Dataset entries
__________________________________________________
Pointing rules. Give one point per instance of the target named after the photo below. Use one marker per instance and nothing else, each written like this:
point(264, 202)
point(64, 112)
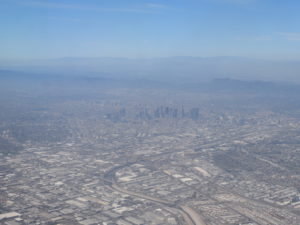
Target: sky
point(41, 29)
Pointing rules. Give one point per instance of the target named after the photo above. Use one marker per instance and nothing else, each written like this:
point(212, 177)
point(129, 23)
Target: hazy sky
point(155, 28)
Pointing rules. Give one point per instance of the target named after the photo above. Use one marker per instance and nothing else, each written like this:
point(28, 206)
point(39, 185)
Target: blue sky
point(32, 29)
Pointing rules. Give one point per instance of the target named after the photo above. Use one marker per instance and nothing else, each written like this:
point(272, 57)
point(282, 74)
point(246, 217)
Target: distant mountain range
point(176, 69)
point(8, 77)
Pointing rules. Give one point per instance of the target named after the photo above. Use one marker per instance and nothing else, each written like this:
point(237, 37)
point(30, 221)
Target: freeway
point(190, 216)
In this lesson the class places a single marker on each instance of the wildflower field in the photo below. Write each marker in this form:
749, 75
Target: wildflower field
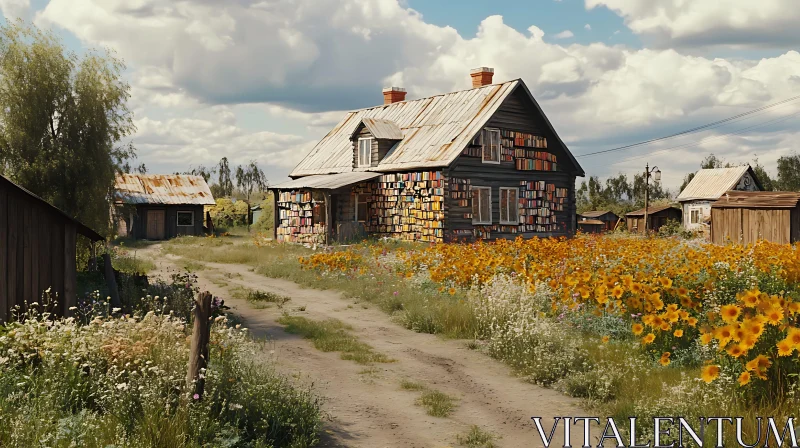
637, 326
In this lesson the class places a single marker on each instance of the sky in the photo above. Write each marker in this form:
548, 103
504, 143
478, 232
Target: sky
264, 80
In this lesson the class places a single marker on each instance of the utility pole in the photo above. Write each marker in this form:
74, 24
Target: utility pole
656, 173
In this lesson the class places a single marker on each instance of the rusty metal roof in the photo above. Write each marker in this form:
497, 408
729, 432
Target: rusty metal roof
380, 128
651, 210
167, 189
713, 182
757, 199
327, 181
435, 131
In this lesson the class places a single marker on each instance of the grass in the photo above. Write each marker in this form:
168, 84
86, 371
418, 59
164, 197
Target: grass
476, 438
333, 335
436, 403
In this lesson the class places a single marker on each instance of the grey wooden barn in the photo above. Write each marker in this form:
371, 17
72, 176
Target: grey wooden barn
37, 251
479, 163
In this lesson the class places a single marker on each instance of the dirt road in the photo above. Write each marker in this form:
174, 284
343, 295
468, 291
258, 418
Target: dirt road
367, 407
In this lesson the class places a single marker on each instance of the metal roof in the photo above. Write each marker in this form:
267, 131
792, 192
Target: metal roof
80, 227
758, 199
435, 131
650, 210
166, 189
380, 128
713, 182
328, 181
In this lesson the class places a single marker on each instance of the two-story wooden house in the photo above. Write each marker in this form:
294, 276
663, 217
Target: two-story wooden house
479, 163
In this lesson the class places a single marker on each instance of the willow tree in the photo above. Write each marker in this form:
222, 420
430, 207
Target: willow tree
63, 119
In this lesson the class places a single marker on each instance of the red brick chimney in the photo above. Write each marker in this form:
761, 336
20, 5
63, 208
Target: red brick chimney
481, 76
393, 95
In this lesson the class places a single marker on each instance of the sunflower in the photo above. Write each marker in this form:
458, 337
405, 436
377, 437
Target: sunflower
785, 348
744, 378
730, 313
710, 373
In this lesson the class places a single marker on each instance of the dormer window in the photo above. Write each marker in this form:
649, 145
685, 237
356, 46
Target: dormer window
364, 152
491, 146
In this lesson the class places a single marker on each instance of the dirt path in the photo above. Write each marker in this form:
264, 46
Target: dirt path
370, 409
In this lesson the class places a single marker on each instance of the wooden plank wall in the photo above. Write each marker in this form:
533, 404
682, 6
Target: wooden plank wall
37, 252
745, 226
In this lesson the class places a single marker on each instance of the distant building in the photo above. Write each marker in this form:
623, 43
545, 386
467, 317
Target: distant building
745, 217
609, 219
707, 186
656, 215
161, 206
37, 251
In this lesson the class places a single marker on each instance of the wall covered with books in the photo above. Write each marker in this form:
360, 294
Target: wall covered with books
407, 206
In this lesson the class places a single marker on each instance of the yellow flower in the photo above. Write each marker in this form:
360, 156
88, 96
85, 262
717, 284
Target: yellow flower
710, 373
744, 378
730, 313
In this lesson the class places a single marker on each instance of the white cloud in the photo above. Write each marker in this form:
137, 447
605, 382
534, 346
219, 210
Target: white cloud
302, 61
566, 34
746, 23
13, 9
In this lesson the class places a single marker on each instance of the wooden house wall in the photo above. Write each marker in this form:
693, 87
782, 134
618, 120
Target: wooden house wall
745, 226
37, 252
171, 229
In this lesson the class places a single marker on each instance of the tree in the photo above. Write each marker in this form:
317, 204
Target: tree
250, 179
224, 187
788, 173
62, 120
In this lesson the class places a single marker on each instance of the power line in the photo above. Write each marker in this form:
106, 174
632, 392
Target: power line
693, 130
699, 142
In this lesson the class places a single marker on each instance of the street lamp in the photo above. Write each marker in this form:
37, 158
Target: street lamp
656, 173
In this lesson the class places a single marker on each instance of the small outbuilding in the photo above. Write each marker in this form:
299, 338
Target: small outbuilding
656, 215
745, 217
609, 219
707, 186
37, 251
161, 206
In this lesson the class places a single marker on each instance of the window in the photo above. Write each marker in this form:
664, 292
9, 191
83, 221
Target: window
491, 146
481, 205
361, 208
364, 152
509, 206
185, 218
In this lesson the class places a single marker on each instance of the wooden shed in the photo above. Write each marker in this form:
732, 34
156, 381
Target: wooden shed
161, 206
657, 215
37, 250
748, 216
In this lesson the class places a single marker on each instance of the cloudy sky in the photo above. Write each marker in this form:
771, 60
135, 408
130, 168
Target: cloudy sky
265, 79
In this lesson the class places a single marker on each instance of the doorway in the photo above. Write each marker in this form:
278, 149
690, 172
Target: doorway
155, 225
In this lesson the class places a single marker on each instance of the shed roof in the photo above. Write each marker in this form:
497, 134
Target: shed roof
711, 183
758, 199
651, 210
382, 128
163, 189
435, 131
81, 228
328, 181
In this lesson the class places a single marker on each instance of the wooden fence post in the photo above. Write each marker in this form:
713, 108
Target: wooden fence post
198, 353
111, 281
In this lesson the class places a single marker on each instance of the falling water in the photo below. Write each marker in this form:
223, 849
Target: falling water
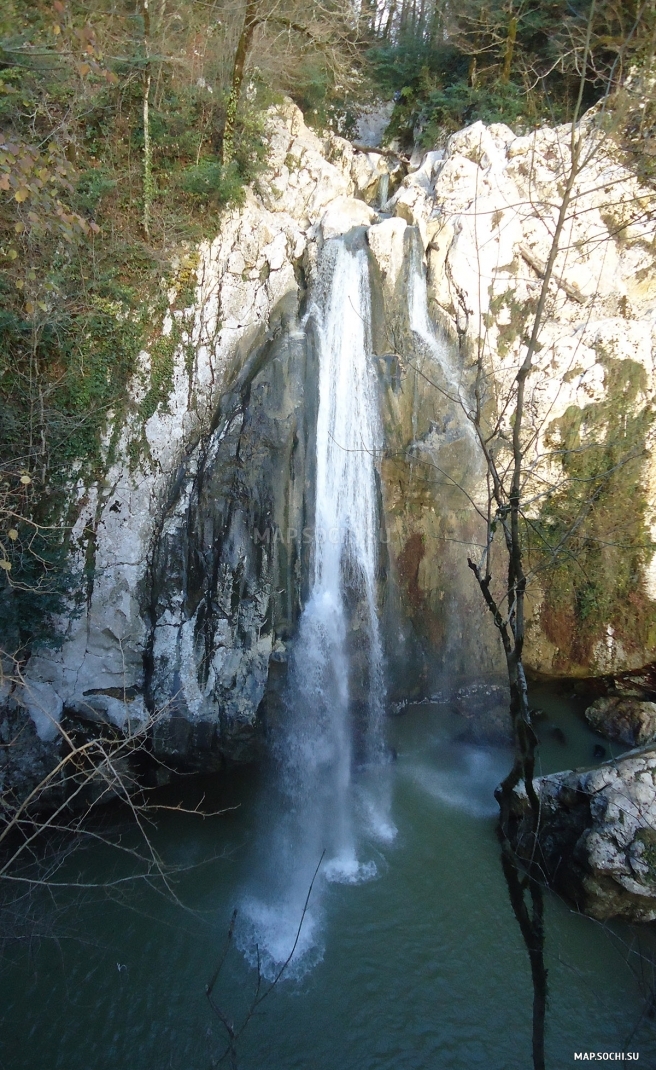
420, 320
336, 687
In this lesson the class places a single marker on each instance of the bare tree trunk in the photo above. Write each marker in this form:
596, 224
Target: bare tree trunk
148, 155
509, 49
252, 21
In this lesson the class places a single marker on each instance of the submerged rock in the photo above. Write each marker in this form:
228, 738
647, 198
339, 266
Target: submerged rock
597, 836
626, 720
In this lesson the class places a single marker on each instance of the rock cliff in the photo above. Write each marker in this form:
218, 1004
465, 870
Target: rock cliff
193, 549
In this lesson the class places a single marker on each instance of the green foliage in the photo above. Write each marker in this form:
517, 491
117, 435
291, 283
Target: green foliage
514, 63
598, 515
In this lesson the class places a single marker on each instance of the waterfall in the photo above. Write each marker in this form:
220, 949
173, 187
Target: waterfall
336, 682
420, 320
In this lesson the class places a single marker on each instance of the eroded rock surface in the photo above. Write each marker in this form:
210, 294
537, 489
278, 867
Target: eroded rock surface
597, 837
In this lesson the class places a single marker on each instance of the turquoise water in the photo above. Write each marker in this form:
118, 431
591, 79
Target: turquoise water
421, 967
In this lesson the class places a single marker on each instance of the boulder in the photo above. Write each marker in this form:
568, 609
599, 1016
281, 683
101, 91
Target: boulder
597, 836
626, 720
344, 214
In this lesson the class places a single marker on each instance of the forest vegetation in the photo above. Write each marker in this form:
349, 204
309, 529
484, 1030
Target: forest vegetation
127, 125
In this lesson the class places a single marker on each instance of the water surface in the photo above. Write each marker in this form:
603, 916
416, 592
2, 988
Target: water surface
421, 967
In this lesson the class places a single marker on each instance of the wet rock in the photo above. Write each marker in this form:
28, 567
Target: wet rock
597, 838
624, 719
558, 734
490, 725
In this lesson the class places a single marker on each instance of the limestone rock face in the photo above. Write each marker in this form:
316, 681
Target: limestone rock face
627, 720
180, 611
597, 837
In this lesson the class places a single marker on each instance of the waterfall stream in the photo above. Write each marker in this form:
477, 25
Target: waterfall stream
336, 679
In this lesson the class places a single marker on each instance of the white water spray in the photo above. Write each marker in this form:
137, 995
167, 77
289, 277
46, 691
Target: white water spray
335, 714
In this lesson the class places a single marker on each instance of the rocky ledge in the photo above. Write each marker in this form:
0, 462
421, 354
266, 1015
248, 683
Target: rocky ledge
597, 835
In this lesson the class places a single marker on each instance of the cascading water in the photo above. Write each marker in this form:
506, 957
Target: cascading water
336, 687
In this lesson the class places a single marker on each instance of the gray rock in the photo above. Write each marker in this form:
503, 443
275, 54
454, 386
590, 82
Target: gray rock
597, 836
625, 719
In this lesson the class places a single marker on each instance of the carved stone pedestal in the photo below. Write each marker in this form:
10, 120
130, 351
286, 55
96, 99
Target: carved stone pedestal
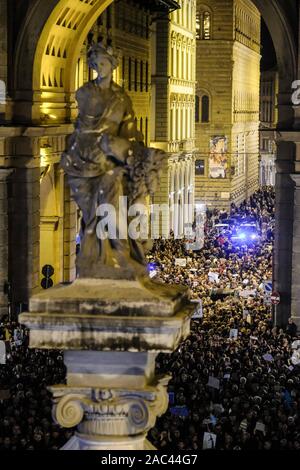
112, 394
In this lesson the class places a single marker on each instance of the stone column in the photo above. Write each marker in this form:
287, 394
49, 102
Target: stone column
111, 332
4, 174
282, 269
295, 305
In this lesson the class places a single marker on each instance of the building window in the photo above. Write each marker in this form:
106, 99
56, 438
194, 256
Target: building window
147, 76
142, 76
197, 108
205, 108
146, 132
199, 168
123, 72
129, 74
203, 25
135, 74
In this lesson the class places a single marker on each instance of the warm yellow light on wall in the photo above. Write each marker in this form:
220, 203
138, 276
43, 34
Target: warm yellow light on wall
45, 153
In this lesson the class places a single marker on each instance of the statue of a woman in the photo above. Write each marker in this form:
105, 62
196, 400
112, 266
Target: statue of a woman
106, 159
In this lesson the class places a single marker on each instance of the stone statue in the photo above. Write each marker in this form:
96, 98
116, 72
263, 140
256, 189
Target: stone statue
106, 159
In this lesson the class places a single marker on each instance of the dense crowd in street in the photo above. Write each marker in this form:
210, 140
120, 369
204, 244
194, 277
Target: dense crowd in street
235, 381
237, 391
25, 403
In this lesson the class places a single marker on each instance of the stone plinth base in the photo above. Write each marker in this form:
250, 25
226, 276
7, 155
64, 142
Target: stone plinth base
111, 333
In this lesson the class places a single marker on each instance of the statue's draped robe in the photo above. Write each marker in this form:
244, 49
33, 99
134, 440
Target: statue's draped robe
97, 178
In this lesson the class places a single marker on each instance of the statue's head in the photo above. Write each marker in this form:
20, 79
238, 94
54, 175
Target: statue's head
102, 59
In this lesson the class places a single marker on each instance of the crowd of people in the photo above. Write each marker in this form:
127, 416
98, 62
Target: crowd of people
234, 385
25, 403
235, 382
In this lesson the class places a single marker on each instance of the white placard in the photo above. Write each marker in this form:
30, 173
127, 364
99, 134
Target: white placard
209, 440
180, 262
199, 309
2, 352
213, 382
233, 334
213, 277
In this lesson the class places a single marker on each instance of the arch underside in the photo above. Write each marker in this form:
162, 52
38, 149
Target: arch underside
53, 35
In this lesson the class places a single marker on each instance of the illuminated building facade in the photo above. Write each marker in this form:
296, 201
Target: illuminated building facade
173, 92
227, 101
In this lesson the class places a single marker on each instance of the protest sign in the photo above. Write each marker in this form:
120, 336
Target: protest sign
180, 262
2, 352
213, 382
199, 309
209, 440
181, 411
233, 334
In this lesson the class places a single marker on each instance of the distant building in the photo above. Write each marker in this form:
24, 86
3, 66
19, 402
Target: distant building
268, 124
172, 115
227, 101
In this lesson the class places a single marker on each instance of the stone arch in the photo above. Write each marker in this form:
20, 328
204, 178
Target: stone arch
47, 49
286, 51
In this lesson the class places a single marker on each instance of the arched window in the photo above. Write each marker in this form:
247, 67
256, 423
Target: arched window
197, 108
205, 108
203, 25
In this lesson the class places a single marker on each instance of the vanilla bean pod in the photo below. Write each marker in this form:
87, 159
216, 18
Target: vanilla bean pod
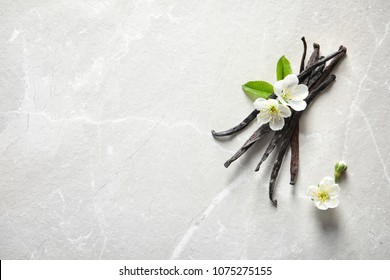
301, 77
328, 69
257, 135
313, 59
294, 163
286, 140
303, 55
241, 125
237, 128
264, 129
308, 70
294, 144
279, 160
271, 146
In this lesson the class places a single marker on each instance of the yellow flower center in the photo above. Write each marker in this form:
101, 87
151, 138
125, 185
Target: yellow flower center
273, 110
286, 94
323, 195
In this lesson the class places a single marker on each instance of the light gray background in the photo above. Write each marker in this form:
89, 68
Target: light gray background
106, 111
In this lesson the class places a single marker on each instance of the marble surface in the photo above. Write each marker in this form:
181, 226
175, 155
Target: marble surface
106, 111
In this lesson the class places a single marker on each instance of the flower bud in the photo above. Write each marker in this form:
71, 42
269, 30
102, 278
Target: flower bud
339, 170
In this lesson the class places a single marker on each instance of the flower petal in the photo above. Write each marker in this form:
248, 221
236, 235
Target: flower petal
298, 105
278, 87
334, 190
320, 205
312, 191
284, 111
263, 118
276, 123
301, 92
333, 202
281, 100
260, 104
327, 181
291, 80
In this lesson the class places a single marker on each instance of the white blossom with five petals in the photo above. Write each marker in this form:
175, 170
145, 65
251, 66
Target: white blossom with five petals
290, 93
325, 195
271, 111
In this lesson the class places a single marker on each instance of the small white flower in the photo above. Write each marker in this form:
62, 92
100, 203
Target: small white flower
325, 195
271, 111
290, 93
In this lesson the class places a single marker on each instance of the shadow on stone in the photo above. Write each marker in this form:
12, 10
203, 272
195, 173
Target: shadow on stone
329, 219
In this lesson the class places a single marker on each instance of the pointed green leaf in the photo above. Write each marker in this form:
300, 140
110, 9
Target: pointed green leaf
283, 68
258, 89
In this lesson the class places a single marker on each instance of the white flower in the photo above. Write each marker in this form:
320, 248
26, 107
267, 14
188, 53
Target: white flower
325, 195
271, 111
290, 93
__________________________________________________
**WORK TO COMPLETE**
Exactly repeat the lines from the line that contains "of the shadow" to the end of the entries, both included, and leave out all other lines.

**COMPLETE RESPONSE**
In this lesson the class places a single marker on each instance of the shadow on stone in the photo above. Write each marker in this form:
12, 10
203, 272
195, 173
Target: shadow on stone
329, 219
In this lesson the class places a single marker on each instance of the pointed green leaf in the photo above. Write each marker in this form:
300, 140
110, 9
Target: pointed green leaf
283, 68
258, 89
In this lesson the class places a single marker on each instance of the white flower in the photo above. Write each marker in this form:
320, 248
26, 107
267, 14
188, 53
Target: white flower
325, 195
271, 111
290, 93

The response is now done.